Pictures must not appear in the copy. Restate exactly the lines below from the one with "Where can the red" through the one with "Where can the conical", inclusive.
════════════════════
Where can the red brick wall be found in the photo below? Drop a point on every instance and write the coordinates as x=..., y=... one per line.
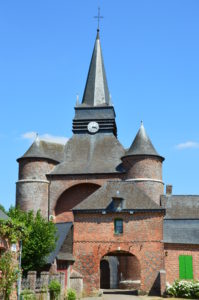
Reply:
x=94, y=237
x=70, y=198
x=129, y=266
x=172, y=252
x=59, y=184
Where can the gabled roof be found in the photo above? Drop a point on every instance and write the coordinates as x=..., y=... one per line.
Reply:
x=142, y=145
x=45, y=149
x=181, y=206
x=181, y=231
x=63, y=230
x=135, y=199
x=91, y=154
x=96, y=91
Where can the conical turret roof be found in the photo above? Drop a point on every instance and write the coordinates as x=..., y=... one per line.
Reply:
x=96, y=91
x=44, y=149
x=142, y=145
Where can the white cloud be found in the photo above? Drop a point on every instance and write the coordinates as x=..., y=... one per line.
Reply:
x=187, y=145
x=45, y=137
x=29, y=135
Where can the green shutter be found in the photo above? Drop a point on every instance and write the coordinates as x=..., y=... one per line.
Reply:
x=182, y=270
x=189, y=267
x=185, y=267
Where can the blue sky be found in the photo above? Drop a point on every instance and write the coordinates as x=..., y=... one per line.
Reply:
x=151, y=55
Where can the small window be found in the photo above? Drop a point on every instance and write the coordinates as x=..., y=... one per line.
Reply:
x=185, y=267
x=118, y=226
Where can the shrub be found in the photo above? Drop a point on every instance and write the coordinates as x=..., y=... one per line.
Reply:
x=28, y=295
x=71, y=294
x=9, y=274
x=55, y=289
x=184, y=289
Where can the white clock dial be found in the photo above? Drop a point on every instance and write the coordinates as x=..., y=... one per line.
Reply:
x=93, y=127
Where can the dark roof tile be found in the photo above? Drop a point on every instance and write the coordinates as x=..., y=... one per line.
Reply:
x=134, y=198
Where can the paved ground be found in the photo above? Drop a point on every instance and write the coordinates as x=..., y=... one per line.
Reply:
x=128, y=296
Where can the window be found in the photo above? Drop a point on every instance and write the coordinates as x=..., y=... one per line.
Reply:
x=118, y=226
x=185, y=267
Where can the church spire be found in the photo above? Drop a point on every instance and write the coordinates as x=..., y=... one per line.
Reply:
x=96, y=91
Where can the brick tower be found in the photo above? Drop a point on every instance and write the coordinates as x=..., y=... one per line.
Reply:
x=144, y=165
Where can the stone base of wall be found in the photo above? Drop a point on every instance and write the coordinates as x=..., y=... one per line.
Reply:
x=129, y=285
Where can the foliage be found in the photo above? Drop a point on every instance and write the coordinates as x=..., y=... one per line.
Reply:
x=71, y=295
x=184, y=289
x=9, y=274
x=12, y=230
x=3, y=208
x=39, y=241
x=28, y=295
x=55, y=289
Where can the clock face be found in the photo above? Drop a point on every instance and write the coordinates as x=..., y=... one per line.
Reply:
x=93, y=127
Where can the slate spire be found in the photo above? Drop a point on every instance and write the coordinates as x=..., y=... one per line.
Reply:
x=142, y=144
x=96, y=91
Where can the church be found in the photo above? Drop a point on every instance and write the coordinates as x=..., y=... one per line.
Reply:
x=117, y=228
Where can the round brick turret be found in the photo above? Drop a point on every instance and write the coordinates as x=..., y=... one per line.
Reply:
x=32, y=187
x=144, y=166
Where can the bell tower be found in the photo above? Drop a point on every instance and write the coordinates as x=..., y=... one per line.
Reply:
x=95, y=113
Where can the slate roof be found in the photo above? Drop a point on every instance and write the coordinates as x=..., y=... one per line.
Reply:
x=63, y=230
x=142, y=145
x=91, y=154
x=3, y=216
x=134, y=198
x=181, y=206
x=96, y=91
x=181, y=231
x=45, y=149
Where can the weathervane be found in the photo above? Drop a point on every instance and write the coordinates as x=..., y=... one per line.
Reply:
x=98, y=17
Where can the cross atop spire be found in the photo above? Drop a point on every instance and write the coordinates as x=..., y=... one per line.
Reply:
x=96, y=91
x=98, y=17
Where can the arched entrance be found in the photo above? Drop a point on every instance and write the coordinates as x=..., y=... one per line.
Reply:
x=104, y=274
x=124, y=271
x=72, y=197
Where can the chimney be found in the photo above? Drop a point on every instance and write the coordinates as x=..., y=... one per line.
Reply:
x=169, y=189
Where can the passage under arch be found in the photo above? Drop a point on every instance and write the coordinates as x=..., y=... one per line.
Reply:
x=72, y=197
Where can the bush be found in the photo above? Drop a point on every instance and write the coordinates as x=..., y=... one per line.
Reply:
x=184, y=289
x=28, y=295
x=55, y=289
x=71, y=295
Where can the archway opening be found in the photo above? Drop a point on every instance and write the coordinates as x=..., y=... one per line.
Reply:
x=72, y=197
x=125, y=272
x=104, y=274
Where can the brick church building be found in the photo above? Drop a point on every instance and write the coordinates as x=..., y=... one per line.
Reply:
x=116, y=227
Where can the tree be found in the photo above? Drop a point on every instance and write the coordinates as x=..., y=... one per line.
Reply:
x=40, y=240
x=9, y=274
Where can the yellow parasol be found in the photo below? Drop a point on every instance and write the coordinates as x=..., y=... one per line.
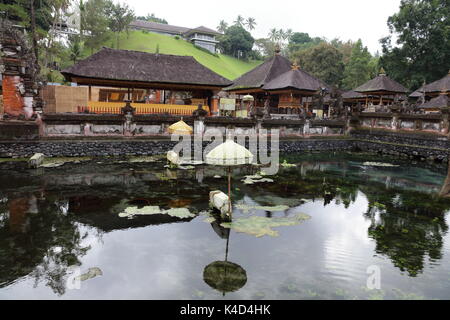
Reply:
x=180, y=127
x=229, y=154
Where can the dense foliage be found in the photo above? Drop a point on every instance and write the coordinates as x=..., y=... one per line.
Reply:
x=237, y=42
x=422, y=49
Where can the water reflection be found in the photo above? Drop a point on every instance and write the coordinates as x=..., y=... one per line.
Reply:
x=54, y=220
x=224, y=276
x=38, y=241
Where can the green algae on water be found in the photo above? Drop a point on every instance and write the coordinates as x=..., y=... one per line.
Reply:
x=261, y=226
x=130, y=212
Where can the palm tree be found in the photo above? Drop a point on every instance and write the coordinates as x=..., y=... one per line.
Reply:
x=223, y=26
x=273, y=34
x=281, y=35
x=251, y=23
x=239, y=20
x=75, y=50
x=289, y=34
════════════════════
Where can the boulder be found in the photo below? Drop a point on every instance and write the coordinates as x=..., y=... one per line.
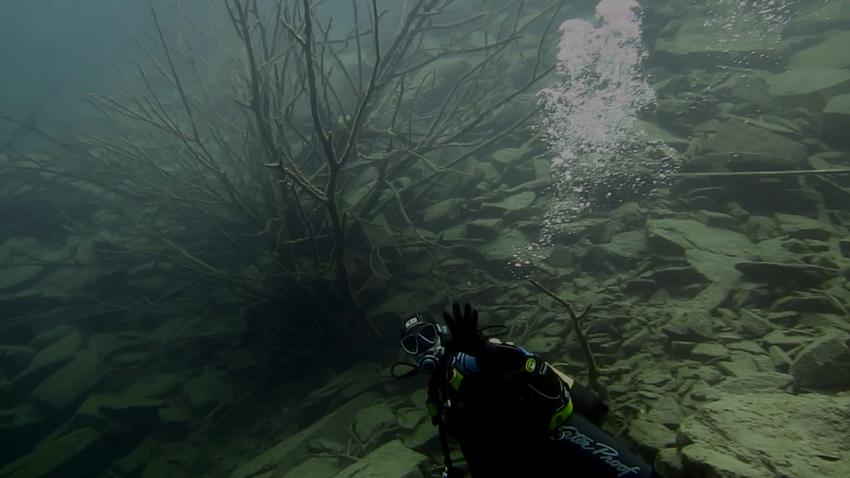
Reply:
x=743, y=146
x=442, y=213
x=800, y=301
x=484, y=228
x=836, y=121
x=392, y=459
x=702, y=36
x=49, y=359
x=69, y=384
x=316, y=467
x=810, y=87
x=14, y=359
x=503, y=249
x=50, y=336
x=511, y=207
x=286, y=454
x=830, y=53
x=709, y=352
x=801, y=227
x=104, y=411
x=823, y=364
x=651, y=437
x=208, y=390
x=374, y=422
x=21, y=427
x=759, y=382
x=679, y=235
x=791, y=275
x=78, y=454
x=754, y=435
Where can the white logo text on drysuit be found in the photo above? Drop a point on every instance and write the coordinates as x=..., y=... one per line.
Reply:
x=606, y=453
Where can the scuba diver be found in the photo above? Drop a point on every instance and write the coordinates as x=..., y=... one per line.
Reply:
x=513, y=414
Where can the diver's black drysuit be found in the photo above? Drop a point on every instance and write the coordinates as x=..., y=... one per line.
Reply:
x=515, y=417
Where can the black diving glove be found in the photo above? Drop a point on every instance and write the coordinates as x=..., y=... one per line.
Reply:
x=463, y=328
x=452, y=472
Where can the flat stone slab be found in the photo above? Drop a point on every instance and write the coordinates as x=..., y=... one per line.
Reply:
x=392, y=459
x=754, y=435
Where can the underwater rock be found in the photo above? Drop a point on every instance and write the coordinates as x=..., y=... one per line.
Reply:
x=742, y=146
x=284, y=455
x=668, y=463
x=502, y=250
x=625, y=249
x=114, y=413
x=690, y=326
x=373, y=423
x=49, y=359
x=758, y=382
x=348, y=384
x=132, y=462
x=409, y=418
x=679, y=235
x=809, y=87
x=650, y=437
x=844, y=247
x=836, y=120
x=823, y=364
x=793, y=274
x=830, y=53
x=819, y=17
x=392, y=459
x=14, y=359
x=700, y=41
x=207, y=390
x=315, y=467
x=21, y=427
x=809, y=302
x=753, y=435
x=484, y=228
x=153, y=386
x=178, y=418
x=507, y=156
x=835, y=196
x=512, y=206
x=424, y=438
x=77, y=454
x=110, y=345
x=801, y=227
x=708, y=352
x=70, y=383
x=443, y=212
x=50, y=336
════════════════════
- Exercise result
Where can the red brick wall be found in the photo below? Drop a point on every instance and write the coordinates as x=..., y=... one per line.
Reply:
x=94, y=237
x=70, y=198
x=129, y=266
x=172, y=252
x=59, y=184
Where can the gabled roof be found in the photo above? Drop a point on every instance and write the coordinates as x=..., y=... one per line.
Reply:
x=142, y=145
x=45, y=149
x=181, y=206
x=181, y=231
x=63, y=230
x=135, y=199
x=91, y=154
x=96, y=91
Where can the conical turret roof be found in the photo above? Drop a point on every instance and write the coordinates as x=..., y=... one per line.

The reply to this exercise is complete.